Instructions to follow:
Please rewrite every entry below with "drop one marker" replaced by "place a single point", changing nothing else and leaving out the pictures.

Exercise data:
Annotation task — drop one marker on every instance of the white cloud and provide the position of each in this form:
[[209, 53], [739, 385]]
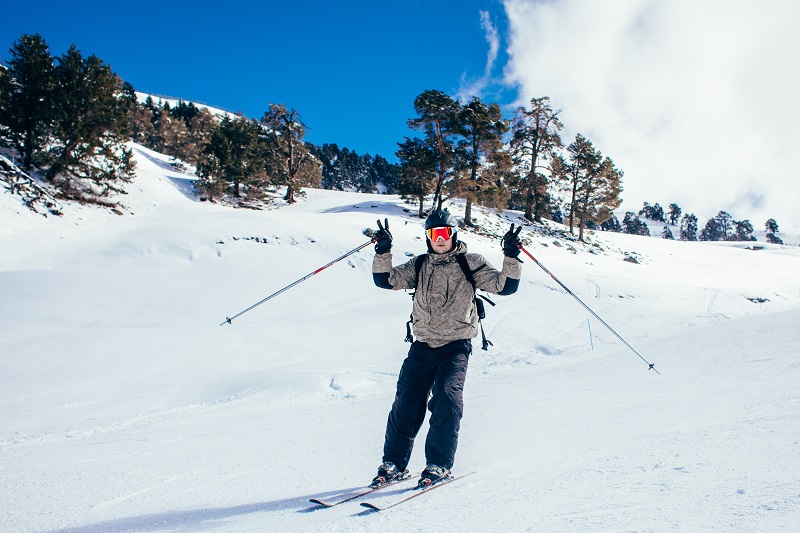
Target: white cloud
[[470, 88], [696, 101]]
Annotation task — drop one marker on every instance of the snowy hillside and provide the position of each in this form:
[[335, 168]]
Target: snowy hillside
[[124, 405]]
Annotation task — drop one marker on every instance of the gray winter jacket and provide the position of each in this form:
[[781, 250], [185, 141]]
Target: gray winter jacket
[[444, 308]]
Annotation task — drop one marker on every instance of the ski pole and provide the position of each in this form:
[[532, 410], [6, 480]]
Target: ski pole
[[317, 271], [650, 365]]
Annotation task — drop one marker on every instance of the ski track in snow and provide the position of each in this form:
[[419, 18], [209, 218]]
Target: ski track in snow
[[126, 407]]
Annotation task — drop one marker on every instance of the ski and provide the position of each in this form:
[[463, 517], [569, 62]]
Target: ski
[[413, 493], [352, 494]]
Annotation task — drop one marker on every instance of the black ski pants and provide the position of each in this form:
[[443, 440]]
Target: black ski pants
[[440, 373]]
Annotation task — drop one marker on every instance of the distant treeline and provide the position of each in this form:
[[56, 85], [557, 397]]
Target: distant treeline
[[68, 118]]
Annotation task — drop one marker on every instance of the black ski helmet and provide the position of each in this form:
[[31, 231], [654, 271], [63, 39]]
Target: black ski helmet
[[440, 219]]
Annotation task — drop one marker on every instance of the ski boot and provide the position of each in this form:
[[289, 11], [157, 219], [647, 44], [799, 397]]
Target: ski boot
[[432, 475], [387, 473]]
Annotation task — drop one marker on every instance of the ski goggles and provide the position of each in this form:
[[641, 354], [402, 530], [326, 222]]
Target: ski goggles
[[440, 234]]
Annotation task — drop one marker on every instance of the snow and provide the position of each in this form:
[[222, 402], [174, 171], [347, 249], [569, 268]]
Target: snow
[[126, 407]]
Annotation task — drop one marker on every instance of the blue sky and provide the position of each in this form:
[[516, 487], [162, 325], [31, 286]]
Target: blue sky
[[351, 68], [694, 101]]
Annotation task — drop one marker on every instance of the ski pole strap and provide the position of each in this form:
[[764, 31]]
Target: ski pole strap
[[409, 336], [486, 342]]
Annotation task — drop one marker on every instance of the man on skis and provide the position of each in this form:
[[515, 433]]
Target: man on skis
[[445, 320]]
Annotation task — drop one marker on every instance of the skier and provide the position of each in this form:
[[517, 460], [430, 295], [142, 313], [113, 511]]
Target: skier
[[445, 321]]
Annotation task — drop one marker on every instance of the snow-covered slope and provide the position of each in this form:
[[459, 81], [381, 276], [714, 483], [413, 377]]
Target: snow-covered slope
[[126, 407]]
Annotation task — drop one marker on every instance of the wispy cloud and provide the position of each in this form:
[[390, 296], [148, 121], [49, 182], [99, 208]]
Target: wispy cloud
[[475, 87], [695, 101]]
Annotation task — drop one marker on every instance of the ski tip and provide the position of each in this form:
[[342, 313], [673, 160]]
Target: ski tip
[[371, 506]]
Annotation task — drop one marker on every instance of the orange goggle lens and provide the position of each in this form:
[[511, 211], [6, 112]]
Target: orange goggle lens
[[437, 234]]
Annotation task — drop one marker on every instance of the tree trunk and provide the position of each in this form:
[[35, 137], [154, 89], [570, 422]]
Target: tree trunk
[[572, 205]]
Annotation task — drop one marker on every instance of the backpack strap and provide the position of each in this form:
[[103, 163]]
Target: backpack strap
[[418, 262], [469, 274]]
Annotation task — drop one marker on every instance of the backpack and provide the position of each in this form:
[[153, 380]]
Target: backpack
[[462, 262]]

Written answer:
Annotation task — place a single point on every instance of the white cloud and provide the position of each in this form:
[[209, 53], [739, 385]]
Target: white cloud
[[470, 88], [696, 101]]
Annotation task — place a single point on every instance of the snowy hillside and provide the position of each in this form:
[[335, 168]]
Target: snowy hillside
[[124, 405]]
Annotation task — place a single point on every instance of the gray winter jacket and provide the position of each in this form:
[[781, 250], [185, 141]]
Target: gray winter jacket
[[444, 308]]
Annotation task — place a single point on every instance of the ski pole and provide the position of each in this form:
[[532, 410], [6, 480]]
Target: ski pole
[[317, 271], [650, 365]]
Annotation task — place a single point on every instance of the ski track in snow and provide the position of each in this form:
[[419, 18], [209, 218]]
Target: ski track in snow
[[126, 407]]
Annotation task — place a single point on every instance of the ski and provide the position of each in this form:
[[463, 517], [569, 62]]
Target: ski
[[413, 493], [352, 494]]
Annotation task — place a single point on every instance of the black ski pants and provide the position of each in this form:
[[443, 440]]
Target: black ski pants
[[440, 373]]
Annotation task — place a single point on every instance of the distant treeline and provide the position of each in this form:
[[56, 85], [557, 397]]
Target: distant treeline
[[68, 118]]
Annotation task — place a single point on every instance of the black ski helmet and provide the position of each in this form:
[[31, 231], [654, 271], [63, 39]]
Target: black ski helmet
[[440, 219]]
Annotation task — place a single point on every instance of the ski boot and provide the position of each in this form:
[[289, 11], [157, 219], [647, 44], [799, 397]]
Target: ski boot
[[432, 475], [387, 473]]
Annotation task — place a single point on every instance of the ski goggles and provide the position of each in this form:
[[641, 354], [402, 530], [326, 222]]
Target: ski goggles
[[440, 234]]
Annotation task — place a single point on every instance of the snow and provide the position of each in this form:
[[222, 402], [174, 171], [347, 249], [569, 268]]
Target: snow
[[126, 407]]
Annotation task — place a single point on every instance of the blue sky and provide the position of each in this form:
[[516, 487], [162, 325], [31, 286]]
Target: blue sky
[[351, 68], [694, 101]]
Annotation task — place a single point on every instance of the ski pole strap and provide the position of each in this form:
[[764, 31]]
Target: ski pole strap
[[409, 336], [486, 342]]
Annotation task — place a single point on every instance of the man on skis and provide the position of each in this form:
[[515, 433]]
Target: man on skis
[[445, 320]]
Annotation task — place a single point on every instance of the skier and provide the position of each in this form:
[[517, 460], [430, 295], [142, 313], [113, 511]]
Target: skier
[[445, 321]]
Annotation task — place a single point on every instance of the snow-covered slope and provide the position of each in this form:
[[459, 81], [381, 276], [714, 483], [413, 377]]
Target: snow-covered slope
[[126, 407]]
Annotation task — place a single point on every instance of the wispy cloud and provide the position of each in this form:
[[390, 296], [148, 121], [49, 182], [99, 208]]
Target: wispy cloud
[[475, 87], [695, 101]]
Annotation task — place a single point on every instance of the ski tip and provide the position of each in this form:
[[342, 313], [673, 160]]
Target: ski tip
[[371, 506]]
Annotation task — place a single point on every instance of the orange goggle lens and provide the position of each in this form:
[[511, 211], [6, 112]]
Target: orange goggle lens
[[437, 234]]
Annotation task — place a single point on every instance of the tree trunk and provide the position of each in this form:
[[35, 137], [154, 89], [570, 422]]
Target: tree trunk
[[572, 205]]
Annotation task — place a single point on every instance of the backpack strap and provide the position of each in this form:
[[103, 163]]
Target: backpack strap
[[418, 262], [469, 274]]
Annotation task — place a single point on every instance of the backpack and provide the position of each in this form:
[[153, 380]]
Target: backpack
[[462, 262]]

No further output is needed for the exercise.